**Task list**
[1] In the tiebreaker vote thread, how long will the head-to-head poll stay open?
[2] Resume the tiebreaker vote thread from the point where it stops.

**Excerpted text**
# Tiebreaker Vote !!!!



## Harper J. Cole (May 1, 2016)

All

We have a tie! It's a head to head vote between Talking Dead and Lost in Translation to decide the winner. This poll will only be open for 24 hours; please cast your votes!

Here's reminder of the two entries ...

****************************************

*Talking Dead*
_
I lay here, in my final resting place
below ground, in this unseen space
but things aren't quite as they seem
sequestered in my tomb, unseen

I do not rest in peace down here
sibilant whispers, low but clear
drifting down from up above
voices of those I love

They stand above where I sleep
their secrets they no longer keep
finally free to talk to me
because my face they cannot see

The things they say are not true!
They weep and blame, they accuse
and lay all their sins at my feet
Tormenting me! Disturb my sleep

I toss and turn, deny and moan
beg forgiveness but can not atone
there is no way to escape from them
I am a prisoner of my sins

No, I do NOT rest in peace down here
too many regrets, pain and fear
trapped alone in this undead space
in my final un-resting place...

_****************************************

*Lost in Translation

*As softly as scent on the silent air,
you slide between the cool sheets
of my mind. Perfect poem, bright and rare, 
I complete as you slowly unwind. 

Complex and elegant - I take a while
to become aware and enjoy 
your charm. Flawless poem, your wordless style
lifts the spirit, a magic balm. 

Perfection, at last, will seek to be dressed 
in the softest of silken words 
but every choice tried, however expressed, 
just obscures and covers and hides. 

Dragged out of the muse and into the day, 
you wither and burn by the light 
of the screen; helpless, I watch as you decay 
to the ghost of what you have been. 

All your perfection and elegance dies. 
It slips and drips down hidden cracks 
between your then and now - fading to sighs, 
you are left to weep in empty spaces,
unseen.


----------



## PrinzeCharming (May 1, 2016)

Duty done. Good luck!


----------



## escorial (May 1, 2016)

voted


----------



## EllaLouis (May 1, 2016)

Voted


----------



## aj47 (May 1, 2016)

Annnd ... we can tell who didn't write them by who's voting ....


----------



## Phil Istine (May 1, 2016)

astroannie said:


> Annnd ... we can tell who didn't write them by who's voting ....



My thoughts too.
That's all I'm saying for now.


----------



## Harper J. Cole (May 1, 2016)

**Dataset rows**
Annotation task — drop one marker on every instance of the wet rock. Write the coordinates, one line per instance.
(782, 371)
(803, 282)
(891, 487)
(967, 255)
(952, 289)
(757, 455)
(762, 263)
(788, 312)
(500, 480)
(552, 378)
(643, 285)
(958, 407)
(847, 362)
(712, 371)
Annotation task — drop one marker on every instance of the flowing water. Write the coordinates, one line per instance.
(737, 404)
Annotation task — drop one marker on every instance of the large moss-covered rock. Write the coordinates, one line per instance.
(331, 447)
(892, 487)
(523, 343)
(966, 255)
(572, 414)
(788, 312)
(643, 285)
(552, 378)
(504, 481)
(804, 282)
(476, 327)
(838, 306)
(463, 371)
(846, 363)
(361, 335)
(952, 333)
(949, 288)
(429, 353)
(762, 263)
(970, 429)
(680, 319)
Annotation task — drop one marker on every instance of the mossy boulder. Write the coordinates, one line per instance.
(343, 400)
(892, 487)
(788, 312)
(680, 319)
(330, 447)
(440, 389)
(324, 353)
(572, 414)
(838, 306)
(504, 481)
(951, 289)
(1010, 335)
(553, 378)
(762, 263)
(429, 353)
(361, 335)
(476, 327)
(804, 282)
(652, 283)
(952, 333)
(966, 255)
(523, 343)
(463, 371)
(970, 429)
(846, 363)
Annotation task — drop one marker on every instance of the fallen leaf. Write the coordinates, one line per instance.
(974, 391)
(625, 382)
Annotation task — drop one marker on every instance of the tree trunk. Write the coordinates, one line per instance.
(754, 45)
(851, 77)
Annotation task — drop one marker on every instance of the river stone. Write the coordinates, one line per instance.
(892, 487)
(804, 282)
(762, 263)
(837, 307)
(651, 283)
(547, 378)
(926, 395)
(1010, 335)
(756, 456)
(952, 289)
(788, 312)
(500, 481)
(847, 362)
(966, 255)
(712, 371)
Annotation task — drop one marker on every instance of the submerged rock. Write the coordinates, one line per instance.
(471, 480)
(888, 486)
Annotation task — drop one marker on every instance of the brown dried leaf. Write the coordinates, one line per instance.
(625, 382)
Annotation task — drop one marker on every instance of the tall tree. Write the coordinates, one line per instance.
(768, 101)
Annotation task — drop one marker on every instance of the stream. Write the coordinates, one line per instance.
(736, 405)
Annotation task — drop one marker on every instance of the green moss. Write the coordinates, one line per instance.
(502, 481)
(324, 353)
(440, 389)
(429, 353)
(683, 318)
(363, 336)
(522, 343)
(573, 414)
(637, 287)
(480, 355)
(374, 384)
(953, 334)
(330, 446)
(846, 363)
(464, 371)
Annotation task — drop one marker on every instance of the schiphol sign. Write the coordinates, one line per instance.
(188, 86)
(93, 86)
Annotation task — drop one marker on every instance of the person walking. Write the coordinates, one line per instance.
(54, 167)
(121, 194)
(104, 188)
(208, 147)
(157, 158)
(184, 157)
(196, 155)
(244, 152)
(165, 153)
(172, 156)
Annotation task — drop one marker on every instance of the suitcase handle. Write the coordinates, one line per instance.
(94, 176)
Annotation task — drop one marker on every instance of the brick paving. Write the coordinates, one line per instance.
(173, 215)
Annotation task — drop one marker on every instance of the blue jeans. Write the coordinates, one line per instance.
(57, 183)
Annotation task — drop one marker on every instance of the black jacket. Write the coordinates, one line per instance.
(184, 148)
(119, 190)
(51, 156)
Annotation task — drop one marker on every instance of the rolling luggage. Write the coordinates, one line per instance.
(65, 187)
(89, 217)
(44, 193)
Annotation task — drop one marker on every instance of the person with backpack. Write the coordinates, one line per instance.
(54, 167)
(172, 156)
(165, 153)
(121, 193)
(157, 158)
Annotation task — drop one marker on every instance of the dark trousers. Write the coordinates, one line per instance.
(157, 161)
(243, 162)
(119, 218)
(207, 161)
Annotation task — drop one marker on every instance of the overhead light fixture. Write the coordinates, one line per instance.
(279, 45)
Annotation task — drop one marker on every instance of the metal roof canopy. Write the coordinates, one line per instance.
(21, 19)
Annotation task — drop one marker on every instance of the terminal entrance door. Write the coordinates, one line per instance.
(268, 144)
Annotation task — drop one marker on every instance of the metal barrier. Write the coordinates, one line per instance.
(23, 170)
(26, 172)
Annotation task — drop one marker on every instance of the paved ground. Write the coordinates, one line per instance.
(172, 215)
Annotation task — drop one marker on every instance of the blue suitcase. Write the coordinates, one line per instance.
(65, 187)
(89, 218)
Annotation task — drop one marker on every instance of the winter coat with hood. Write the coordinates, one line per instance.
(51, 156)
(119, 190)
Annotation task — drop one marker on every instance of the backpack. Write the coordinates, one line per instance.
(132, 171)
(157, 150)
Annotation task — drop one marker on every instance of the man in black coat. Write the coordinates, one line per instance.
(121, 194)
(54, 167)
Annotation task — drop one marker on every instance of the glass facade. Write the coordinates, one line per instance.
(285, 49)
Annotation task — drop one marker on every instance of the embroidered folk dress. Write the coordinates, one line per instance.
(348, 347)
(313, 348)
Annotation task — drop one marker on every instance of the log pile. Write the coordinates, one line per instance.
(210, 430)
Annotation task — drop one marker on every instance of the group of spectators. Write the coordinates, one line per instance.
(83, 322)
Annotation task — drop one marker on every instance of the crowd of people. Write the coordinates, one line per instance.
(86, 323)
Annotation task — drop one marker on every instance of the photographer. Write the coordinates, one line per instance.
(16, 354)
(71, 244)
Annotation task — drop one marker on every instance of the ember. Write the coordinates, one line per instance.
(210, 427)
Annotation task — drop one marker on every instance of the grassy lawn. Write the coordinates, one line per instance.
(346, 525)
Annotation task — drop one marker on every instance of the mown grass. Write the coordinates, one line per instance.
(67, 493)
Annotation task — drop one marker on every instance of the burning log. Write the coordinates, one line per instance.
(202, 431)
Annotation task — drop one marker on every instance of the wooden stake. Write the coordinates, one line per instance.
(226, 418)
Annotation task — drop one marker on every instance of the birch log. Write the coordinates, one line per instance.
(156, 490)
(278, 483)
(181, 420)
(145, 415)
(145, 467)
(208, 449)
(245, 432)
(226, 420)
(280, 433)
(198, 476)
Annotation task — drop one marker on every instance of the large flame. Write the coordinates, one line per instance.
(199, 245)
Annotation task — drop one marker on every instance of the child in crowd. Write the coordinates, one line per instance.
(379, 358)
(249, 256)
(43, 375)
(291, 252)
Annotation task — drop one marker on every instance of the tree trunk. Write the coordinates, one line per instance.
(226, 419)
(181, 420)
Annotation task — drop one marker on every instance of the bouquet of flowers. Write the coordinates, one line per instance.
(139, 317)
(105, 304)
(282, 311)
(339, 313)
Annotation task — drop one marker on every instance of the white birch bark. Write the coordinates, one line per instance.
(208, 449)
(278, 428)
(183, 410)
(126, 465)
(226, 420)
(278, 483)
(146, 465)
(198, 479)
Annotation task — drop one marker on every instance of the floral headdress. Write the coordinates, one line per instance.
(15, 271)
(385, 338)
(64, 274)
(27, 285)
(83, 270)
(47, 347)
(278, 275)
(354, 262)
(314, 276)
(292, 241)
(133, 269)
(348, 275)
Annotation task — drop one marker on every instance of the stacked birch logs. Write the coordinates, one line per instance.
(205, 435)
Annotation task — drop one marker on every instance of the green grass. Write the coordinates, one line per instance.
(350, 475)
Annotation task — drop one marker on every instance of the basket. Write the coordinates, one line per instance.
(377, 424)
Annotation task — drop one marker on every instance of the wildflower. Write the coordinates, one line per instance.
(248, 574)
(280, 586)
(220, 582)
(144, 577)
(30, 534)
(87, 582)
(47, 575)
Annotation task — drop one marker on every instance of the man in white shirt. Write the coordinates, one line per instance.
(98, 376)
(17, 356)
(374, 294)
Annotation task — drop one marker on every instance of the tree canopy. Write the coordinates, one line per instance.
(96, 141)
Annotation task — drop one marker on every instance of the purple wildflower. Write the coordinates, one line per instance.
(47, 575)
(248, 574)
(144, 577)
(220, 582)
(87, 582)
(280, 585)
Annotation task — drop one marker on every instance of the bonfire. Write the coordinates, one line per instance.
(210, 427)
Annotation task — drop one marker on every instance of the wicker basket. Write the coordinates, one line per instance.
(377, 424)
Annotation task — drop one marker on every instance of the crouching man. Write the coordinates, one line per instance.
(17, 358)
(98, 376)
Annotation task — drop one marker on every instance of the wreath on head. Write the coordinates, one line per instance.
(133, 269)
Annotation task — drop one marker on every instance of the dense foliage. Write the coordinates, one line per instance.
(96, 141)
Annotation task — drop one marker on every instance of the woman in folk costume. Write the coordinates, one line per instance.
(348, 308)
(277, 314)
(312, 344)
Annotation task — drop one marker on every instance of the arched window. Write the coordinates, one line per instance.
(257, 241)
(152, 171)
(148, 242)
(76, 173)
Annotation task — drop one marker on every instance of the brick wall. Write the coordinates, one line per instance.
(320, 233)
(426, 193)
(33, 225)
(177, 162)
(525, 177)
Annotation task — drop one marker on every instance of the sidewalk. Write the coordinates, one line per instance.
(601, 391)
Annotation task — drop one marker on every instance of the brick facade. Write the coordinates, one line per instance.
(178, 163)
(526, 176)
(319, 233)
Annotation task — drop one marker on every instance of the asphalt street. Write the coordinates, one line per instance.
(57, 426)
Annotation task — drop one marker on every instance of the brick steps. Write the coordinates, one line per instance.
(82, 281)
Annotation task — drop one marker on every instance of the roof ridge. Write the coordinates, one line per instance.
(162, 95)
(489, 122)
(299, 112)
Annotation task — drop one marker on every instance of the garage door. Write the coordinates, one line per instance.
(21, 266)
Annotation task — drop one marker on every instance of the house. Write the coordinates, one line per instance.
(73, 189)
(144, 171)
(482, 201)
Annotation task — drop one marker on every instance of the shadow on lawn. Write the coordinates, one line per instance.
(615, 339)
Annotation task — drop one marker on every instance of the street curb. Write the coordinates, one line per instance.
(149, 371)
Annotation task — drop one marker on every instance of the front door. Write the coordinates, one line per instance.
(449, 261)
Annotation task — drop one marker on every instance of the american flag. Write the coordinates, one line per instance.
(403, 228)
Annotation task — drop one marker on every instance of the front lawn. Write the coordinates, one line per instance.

**Task-by-task answers**
[1] 24 hours.

[2]
To be fair, I don't think that any of the people who've commented were on the eligible contestants list.


----------



## PrinzeCharming (May 1, 2016)

astroannie said:


> Annnd ... we can tell who didn't write them by who's voting ....



The list of eligible contestants were already publicly announced. I wasn't on there. :moody:



HarperCole said:


> To be fair, I don't think that any of the people who've commented were on the eligible contestants list.



I read this after I posted my comment. Yes, you're absolutely right.


----------



## aj47 (May 1, 2016)

PrinzeCharming said:


> The list of eligible contestants were already publicly announced. I wasn't on there. :moody:



Well yes, but maybe my post wasn't directed at you, but at those who were eligible and who hadn't announced their voting status. Perhaps as a cautionary.


----------



## PiP (May 1, 2016)

If we are tracking who's voted - I have.


----------



## -xXx- (May 1, 2016)




----------



## Aquilo (May 1, 2016)

Voted.


----------



## aj47 (May 1, 2016)

As I look, it shows an odd number.  So someone would win if it were called now.


----------



## Harper J. Cole (May 2, 2016)

About three hours left in this poll; last call for votes! 8)


----------



## PiP (May 2, 2016)

Come on folks...we need your votes...


----------



## Phil Istine (May 2, 2016)

OK, 9-6 on the tie break.  I'm not surprised because they seemed equally as good, but different styles.

EDIT:  When does the other result come through from the four horsepersons of the apocalypse?


----------



## Gumby (May 2, 2016)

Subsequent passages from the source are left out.